Avijit Roy (; 12 September 1972 – 26 February 2015) was a Bangladeshi-American engineer, online activist, writer, and blogger known for creating and administrating the Mukto-Mona (Free-minded), an Internet blogging community for Bangladeshi freethinkers, rationalists, skeptics, atheists, and humanists. Roy was an advocate of free expression in Bangladesh, coordinating international protests against government censorship and imprisonment of atheist bloggers. He was hacked to death by machete-wielding assailants in Dhaka, Bangladesh, on 26 February 2015; Islamic militant organization Ansarullah Bangla Team claimed responsibility for the attack.

Early life and education
He was the son of Ajoy Roy, a professor of physics at the University of Dhaka, who received the Ekushey Padak award. Avijit earned a bachelor's degree in mechanical engineering from BUET. He earned a master's and doctoral degree in biomedical engineering from National University of Singapore.

Career
In 2006, he moved to Atlanta, Georgia, and worked as a software engineer. Roy published eight books in Bengali, he wrote on behalf of explicit atheism, homosexuality, evolution, and astrophysics and also he publicized these things in his own blog (known as Mukto-Mona).

Dataset extract:
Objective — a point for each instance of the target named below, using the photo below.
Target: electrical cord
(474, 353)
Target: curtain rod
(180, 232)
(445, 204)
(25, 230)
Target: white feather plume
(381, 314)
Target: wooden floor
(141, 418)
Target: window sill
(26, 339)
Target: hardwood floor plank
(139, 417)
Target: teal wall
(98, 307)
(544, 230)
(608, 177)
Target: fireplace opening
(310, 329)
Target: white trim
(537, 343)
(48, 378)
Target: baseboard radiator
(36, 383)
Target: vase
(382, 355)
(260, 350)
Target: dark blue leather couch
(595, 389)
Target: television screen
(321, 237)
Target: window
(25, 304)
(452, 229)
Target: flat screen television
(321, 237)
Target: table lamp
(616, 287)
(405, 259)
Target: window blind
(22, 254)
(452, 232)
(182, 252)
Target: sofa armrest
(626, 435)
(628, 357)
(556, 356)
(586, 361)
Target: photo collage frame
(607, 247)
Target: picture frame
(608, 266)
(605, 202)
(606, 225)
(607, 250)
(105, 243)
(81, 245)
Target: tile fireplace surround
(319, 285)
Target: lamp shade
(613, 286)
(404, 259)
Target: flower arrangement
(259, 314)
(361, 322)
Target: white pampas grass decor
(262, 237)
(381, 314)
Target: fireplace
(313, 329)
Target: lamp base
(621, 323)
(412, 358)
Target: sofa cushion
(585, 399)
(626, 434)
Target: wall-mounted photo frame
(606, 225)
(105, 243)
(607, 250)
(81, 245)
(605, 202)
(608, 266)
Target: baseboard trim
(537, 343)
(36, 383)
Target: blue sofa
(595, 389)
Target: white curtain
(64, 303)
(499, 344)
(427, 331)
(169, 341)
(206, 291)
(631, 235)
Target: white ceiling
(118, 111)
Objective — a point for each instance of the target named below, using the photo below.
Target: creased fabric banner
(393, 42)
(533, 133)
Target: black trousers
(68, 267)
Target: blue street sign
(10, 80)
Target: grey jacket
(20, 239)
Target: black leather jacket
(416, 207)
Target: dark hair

Problems to work on:
**a)** According to the Avijit Roy biography above, what degree did Roy earn from BUET?
**b)** Say whether each statement agrees with the Avijit Roy biography above, and quote the words that decide it: (i) Roy earned his doctoral degree from the University of Dhaka. (ii) Roy published eight books in Bengali. (iii) Ansarullah Bangla Team claimed responsibility for the attack on Roy.
The items play no part in this exercise.

Results by task:
**a)** A bachelor's degree in mechanical engineering.

**b)**
(i) No: "He earned a master's and doctoral degree in biomedical engineering from National University of Singapore."
(ii) Yes: "Roy published eight books in Bengali"
(iii) Yes: "Islamic militant organization Ansarullah Bangla Team claimed responsibility for the attack."